** start of Data entries **

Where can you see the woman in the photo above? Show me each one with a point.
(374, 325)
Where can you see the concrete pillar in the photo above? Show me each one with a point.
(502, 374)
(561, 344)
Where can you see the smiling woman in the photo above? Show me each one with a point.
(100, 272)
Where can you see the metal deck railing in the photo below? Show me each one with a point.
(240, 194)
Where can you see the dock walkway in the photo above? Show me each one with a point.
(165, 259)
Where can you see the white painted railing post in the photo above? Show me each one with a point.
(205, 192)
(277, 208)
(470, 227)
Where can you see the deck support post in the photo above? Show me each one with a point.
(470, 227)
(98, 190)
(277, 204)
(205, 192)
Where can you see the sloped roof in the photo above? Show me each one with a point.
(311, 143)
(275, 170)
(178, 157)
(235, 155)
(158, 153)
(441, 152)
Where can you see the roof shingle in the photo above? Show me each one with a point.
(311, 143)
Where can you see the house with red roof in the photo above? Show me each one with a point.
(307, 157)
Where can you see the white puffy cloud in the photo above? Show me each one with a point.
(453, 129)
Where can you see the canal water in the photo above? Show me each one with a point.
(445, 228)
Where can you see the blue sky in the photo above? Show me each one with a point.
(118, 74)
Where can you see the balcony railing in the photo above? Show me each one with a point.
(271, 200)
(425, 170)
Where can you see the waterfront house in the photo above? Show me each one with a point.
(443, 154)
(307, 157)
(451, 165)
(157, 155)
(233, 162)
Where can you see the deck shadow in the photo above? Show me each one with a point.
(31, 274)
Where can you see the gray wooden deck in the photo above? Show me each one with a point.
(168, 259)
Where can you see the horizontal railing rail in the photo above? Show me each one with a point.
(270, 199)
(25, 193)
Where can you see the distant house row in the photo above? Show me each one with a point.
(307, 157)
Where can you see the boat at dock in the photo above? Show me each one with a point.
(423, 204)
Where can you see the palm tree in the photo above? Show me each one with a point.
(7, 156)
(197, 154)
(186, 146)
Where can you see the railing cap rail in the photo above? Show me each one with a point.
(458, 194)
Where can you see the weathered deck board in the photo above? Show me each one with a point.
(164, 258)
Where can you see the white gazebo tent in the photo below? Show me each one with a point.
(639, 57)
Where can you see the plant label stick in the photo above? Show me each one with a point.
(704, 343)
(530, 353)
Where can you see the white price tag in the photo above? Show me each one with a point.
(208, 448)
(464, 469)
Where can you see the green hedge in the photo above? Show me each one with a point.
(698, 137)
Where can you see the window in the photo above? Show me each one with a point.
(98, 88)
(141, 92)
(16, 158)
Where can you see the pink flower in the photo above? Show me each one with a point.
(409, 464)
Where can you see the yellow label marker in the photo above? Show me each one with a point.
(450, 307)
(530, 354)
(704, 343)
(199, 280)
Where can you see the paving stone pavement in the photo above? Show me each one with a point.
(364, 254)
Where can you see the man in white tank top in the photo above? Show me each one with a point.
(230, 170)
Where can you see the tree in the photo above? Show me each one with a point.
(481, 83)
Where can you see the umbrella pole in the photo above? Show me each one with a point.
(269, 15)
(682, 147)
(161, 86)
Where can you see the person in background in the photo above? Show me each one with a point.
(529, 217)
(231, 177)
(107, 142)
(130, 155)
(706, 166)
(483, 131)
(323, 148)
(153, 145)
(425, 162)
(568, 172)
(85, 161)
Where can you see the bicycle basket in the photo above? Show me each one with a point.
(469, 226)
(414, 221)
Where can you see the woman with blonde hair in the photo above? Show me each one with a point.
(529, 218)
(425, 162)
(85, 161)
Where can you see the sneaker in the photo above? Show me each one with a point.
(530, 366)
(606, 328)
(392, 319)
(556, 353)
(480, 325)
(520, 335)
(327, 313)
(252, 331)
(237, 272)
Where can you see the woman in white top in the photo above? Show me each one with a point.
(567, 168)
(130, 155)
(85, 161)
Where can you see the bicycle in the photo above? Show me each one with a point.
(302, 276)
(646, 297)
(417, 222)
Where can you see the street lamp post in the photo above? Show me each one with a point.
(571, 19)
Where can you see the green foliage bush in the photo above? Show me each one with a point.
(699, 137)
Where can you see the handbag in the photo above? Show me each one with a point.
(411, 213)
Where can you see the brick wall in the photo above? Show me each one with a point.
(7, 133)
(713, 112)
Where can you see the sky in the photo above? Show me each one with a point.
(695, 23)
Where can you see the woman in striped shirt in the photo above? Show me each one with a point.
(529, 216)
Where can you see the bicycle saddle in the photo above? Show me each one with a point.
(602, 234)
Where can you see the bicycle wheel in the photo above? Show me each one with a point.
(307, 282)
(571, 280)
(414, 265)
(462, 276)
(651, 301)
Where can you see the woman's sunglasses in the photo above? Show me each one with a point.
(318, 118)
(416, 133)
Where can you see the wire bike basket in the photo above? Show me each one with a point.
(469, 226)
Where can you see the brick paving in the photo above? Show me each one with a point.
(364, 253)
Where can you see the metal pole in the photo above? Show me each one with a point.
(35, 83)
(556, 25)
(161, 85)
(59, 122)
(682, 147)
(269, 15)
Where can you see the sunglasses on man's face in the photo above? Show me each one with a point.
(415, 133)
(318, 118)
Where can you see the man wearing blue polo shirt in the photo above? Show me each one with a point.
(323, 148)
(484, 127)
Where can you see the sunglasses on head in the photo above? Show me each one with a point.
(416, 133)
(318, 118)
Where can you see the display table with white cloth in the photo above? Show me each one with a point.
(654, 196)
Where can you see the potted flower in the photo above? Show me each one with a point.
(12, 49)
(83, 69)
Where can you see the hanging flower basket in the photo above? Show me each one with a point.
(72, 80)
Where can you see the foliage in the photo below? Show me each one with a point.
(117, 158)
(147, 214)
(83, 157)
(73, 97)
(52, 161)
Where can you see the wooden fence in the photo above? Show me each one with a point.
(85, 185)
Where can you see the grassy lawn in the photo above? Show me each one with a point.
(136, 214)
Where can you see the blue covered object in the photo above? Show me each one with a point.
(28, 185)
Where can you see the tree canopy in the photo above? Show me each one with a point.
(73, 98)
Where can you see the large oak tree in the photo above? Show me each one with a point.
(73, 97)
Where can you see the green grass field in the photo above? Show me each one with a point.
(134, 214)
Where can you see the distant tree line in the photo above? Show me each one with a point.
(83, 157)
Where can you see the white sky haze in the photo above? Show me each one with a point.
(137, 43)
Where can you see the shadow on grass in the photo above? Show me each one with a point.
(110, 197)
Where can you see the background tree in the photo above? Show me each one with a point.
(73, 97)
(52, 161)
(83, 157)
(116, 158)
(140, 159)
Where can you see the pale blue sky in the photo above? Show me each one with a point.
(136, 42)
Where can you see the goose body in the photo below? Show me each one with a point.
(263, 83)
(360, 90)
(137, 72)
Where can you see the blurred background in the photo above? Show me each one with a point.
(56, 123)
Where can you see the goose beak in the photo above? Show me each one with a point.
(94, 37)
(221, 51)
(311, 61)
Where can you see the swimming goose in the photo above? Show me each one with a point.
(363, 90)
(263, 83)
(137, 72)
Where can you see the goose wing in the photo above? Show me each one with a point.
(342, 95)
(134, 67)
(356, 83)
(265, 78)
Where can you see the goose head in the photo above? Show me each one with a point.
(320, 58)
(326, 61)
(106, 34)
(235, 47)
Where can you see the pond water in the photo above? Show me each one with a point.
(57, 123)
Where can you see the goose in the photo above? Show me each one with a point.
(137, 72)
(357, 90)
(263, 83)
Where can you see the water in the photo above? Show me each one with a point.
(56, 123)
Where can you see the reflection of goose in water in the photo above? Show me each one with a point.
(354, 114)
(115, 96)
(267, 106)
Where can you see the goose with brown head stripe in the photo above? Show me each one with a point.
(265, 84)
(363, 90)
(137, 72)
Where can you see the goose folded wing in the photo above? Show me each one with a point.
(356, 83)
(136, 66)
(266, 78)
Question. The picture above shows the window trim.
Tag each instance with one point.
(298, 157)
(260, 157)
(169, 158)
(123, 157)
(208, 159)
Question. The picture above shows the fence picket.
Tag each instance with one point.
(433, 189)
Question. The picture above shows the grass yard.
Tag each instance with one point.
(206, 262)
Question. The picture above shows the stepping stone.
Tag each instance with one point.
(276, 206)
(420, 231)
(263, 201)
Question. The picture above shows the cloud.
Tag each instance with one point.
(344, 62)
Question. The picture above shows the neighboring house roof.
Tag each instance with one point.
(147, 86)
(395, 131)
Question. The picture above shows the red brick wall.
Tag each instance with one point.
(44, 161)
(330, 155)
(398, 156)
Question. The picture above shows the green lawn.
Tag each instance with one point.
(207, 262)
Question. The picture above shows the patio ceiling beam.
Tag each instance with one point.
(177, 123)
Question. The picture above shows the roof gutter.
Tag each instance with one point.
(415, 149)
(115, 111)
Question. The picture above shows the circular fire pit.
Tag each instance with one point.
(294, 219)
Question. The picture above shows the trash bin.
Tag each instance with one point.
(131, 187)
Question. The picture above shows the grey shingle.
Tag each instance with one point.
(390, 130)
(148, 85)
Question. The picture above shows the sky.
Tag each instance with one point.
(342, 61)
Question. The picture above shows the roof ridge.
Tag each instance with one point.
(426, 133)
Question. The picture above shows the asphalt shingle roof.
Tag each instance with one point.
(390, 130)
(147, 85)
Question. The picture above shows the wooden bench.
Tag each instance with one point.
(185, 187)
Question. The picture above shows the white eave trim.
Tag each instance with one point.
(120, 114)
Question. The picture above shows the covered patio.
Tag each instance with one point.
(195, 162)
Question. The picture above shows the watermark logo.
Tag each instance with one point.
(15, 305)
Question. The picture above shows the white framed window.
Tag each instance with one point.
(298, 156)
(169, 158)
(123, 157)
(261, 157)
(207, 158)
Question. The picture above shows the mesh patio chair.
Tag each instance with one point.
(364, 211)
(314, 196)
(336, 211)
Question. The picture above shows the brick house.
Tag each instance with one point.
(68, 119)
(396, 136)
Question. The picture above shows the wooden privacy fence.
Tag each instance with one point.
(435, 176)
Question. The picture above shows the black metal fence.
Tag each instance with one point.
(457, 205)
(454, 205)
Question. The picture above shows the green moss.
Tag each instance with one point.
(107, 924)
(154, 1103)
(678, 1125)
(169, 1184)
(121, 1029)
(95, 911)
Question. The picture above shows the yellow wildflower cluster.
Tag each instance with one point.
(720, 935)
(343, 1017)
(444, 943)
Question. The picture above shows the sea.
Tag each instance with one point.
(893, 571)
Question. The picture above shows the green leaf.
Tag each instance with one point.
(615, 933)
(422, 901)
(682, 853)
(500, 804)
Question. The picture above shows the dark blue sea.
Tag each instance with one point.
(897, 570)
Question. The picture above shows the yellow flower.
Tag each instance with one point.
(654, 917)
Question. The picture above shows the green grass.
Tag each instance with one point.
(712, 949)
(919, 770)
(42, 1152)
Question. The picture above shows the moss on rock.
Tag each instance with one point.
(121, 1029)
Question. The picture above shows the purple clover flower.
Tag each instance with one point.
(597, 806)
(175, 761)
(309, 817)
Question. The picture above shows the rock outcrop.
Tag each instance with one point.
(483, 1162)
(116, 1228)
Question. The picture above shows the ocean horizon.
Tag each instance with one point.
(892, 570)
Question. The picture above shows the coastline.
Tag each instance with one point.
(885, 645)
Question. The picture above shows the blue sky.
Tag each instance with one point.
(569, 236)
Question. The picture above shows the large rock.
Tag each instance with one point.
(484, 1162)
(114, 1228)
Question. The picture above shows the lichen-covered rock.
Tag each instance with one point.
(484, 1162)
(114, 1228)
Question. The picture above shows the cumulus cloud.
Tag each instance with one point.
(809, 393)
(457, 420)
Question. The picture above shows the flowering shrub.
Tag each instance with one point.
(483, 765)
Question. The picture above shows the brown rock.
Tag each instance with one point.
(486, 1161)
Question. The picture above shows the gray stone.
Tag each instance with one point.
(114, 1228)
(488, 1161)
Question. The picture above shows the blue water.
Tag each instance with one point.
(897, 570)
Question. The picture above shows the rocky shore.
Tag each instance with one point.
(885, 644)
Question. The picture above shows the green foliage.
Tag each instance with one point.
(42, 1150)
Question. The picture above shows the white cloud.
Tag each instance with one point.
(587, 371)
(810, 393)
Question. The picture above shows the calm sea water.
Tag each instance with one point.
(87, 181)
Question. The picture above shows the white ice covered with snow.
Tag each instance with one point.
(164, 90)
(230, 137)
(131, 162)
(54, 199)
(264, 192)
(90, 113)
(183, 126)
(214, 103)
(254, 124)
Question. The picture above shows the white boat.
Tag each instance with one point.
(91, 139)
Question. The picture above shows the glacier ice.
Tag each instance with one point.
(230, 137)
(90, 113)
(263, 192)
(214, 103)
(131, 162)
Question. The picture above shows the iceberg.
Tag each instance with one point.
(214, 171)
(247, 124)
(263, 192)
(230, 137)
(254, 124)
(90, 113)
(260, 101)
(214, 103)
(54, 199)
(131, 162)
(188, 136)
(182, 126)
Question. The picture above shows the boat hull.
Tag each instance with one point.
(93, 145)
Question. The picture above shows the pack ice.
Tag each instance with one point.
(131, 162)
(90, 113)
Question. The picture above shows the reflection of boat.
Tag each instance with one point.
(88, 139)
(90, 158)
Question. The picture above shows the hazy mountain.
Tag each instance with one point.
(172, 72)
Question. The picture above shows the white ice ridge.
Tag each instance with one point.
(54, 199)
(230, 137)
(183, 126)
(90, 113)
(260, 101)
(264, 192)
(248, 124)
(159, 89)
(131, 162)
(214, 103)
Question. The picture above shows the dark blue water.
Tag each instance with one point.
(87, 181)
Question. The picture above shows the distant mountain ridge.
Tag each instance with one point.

** end of Data entries **

### [What you need to do]
Write out, word for word, every line from the one containing "Question. The picture above shows the pack" through the last line of the records above.

### [Response for this exercise]
Question. The picture above shows the pack ice.
Tag each instance with one point.
(131, 162)
(90, 113)
Question. The picture above shows the reflection of boat.
Tag each instance with one point.
(88, 139)
(90, 158)
Question. The picture above shows the hazy mountain.
Tag each instance with one point.
(172, 72)
Question. The picture above shows the white ice ridge.
Tag each instance with one point.
(54, 199)
(230, 137)
(183, 126)
(90, 113)
(260, 101)
(264, 192)
(248, 124)
(159, 89)
(131, 162)
(214, 103)
Question. The picture above shows the dark blue water.
Tag each instance with one point.
(87, 181)
Question. The picture above shows the distant mountain ridge.
Tag each instance with one point.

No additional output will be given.